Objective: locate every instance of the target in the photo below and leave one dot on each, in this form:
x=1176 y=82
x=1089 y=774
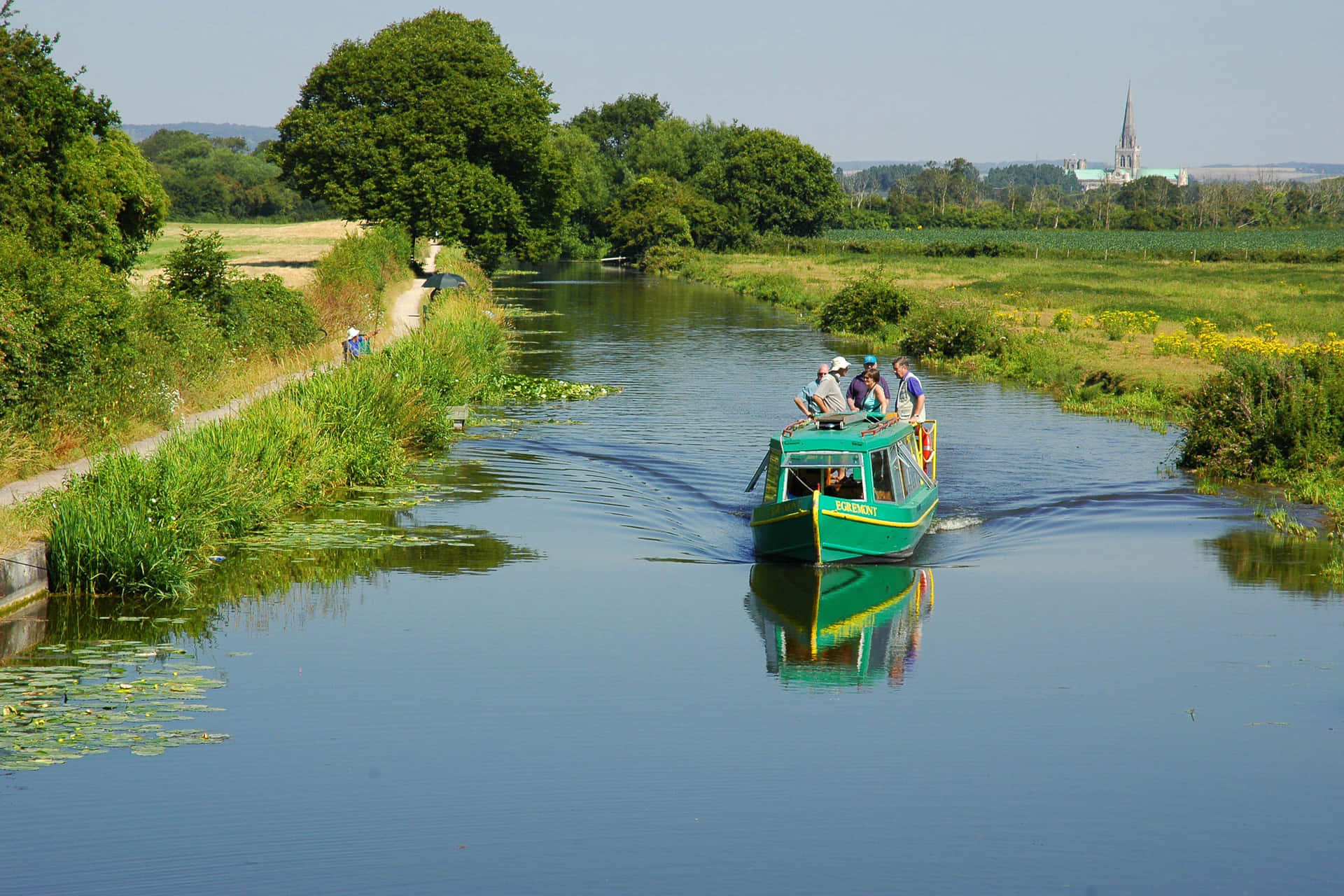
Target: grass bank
x=1145 y=340
x=89 y=360
x=148 y=526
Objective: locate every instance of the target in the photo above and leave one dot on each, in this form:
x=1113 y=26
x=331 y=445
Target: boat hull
x=823 y=530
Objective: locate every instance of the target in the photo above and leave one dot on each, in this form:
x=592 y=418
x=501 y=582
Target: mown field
x=1114 y=241
x=288 y=250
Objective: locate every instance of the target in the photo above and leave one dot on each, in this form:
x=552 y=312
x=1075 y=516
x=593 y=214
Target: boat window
x=911 y=472
x=772 y=477
x=832 y=480
x=883 y=486
x=823 y=458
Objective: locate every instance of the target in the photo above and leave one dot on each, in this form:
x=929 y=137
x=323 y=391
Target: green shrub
x=65 y=343
x=1268 y=418
x=144 y=526
x=178 y=339
x=863 y=305
x=952 y=330
x=265 y=315
x=350 y=279
x=200 y=270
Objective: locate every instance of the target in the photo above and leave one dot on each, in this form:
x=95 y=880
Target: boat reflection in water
x=839 y=626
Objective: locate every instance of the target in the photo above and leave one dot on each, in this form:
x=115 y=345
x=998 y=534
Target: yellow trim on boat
x=872 y=522
x=816 y=522
x=781 y=519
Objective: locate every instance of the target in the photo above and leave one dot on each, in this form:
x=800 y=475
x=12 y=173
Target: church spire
x=1126 y=150
x=1126 y=132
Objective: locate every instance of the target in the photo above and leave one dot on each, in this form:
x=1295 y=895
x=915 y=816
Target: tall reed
x=144 y=526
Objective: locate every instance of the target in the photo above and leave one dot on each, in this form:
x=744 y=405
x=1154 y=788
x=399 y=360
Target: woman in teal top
x=875 y=402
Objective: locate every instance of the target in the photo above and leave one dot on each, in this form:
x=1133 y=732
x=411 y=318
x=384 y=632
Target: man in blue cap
x=859 y=390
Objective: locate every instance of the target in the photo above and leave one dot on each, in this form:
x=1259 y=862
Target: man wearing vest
x=909 y=398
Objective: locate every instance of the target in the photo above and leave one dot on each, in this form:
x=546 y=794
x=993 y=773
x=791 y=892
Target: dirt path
x=405 y=316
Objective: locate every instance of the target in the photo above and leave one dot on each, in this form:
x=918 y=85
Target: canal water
x=558 y=669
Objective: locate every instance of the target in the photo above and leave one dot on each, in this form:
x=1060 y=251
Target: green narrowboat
x=839 y=626
x=844 y=488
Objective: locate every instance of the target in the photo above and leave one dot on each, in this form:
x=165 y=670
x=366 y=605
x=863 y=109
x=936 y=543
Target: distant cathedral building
x=1128 y=155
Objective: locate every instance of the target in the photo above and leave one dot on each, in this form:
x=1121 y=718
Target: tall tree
x=780 y=183
x=69 y=179
x=616 y=124
x=432 y=124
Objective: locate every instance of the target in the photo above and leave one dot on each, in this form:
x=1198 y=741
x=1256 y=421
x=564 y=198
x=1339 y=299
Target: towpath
x=402 y=318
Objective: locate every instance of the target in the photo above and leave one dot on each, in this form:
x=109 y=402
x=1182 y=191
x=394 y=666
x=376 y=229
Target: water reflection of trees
x=1252 y=556
x=286 y=575
x=839 y=626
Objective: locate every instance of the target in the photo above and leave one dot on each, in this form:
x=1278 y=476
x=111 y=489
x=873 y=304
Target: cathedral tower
x=1126 y=150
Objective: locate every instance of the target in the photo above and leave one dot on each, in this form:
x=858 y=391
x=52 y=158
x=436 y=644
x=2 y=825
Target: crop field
x=1114 y=241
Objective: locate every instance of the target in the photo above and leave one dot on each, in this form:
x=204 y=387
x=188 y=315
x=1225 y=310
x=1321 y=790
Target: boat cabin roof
x=854 y=433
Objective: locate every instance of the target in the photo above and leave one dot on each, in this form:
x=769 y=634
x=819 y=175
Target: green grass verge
x=993 y=318
x=144 y=526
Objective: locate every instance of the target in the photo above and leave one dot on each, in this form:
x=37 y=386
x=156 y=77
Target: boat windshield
x=838 y=475
x=823 y=458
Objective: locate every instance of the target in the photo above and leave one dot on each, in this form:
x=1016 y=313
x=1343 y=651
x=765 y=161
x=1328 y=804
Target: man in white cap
x=828 y=394
x=351 y=346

To do
Please rewrite the material above with "Objective" renamed to "Goal" throughout, changing nothing else, and leave the pictures out.

The solution
Goal: locate every instance of the target in the photo below and leave one dot on each, in this form:
x=1176 y=82
x=1089 y=774
Target: grass bank
x=1145 y=340
x=89 y=360
x=148 y=526
Goal: locate every instance of the target in the photo above and leave one dot on each, in this form:
x=1113 y=26
x=331 y=445
Target: boat hull
x=823 y=530
Goal: locate every instance of the target in the photo above and leave one dot on each, in this form:
x=592 y=418
x=501 y=582
Target: mown field
x=1114 y=241
x=288 y=250
Goal: locate every instance of the target in the photo above and leave one dot on each, in this form:
x=552 y=312
x=1075 y=516
x=593 y=214
Target: boat window
x=911 y=472
x=772 y=477
x=832 y=480
x=883 y=486
x=823 y=458
Goal: locate every instance of the target in the photo above and leave one dot on each, in this form:
x=929 y=137
x=323 y=391
Target: green shrub
x=65 y=343
x=1268 y=418
x=144 y=526
x=178 y=339
x=863 y=305
x=952 y=330
x=265 y=315
x=350 y=279
x=200 y=270
Goal: locate every instance of the target in the photo above and leave one dot on each, in this form:
x=95 y=880
Target: boat reflection in water
x=839 y=626
Goal: locate every instance of the target in the photo above and leave one dot on each, in this form:
x=115 y=345
x=998 y=534
Target: yellow trim on boat
x=872 y=522
x=816 y=522
x=781 y=519
Goal: locate every instance of the target in the photo above and leave one dot on each, in this form:
x=800 y=475
x=12 y=173
Target: church spire
x=1126 y=150
x=1126 y=132
Goal: locate every instance of the target in the photo above and leave one dot on each, in this form:
x=1295 y=895
x=915 y=816
Target: tall reed
x=144 y=526
Goal: locate every instance of the target in the photo above and leave one dot on each, in this form:
x=744 y=405
x=1154 y=788
x=399 y=360
Target: woman in teal top
x=875 y=402
Goal: locate every instance of the target in the photo above and leave one dot on each, in this form:
x=1133 y=732
x=411 y=318
x=384 y=632
Target: man in blue cap
x=859 y=390
Goal: locate every instance of the target in the photo above and leave one dot on each, in this form:
x=1259 y=862
Target: man wearing vest
x=909 y=398
Goal: locate every instance of the target in the photo above and leave one dot on each, in this form:
x=546 y=794
x=993 y=773
x=791 y=892
Target: dirt path
x=405 y=316
Goal: locate every instance of the target in the photo above and leave one dot on each, in this form:
x=918 y=85
Target: canal water
x=558 y=669
Goal: locate every instance of the target in the photo above and leave one dot on each, in this form:
x=1060 y=251
Target: green narrowboat
x=839 y=626
x=844 y=488
Goal: locate every instance of the target in the photo above and leave one dot on each, in this form:
x=165 y=670
x=366 y=605
x=863 y=109
x=936 y=543
Target: distant cathedral building
x=1128 y=155
Goal: locate every instance of the target in the photo above and leave one dot on each, in this form:
x=1121 y=718
Target: tall tree
x=780 y=183
x=69 y=179
x=616 y=124
x=432 y=124
Goal: locate every instance of the target in the photo above and leave one dot on each, in this form:
x=1198 y=741
x=1256 y=421
x=564 y=198
x=1339 y=299
Target: towpath
x=402 y=318
Goal: locate every instance of the target in the photo above and leave one dot on each, in this form:
x=109 y=402
x=1182 y=191
x=394 y=666
x=376 y=229
Target: water reflection of trees
x=1252 y=556
x=286 y=575
x=839 y=626
Goal: locate every instance of the target in the photo above and leave one dot on each, in this form:
x=1278 y=476
x=111 y=489
x=873 y=304
Target: cathedral tower
x=1126 y=150
Goal: locate every instance of the target in the photo above and leave one dot on each, in this form:
x=858 y=391
x=52 y=158
x=436 y=644
x=2 y=825
Target: crop field
x=1114 y=241
Goal: locate every instance of the target in the photo above and leave one dot on each, in this form:
x=204 y=387
x=188 y=315
x=1225 y=310
x=1321 y=790
Target: boat cabin roof
x=854 y=433
Goal: locate every instance of the target in the photo above and leave one dot on each, in this form:
x=769 y=634
x=819 y=175
Target: green grass verge
x=993 y=318
x=144 y=526
Goal: locate every instance of the target in the photo above and leave one dot on each, in this form:
x=37 y=386
x=156 y=77
Target: boat windshield
x=838 y=475
x=823 y=458
Goal: locate every instance of the target in the photo above and leave one dot on each, in this form:
x=1016 y=313
x=1343 y=651
x=765 y=161
x=1328 y=804
Target: man in white cap
x=828 y=394
x=351 y=346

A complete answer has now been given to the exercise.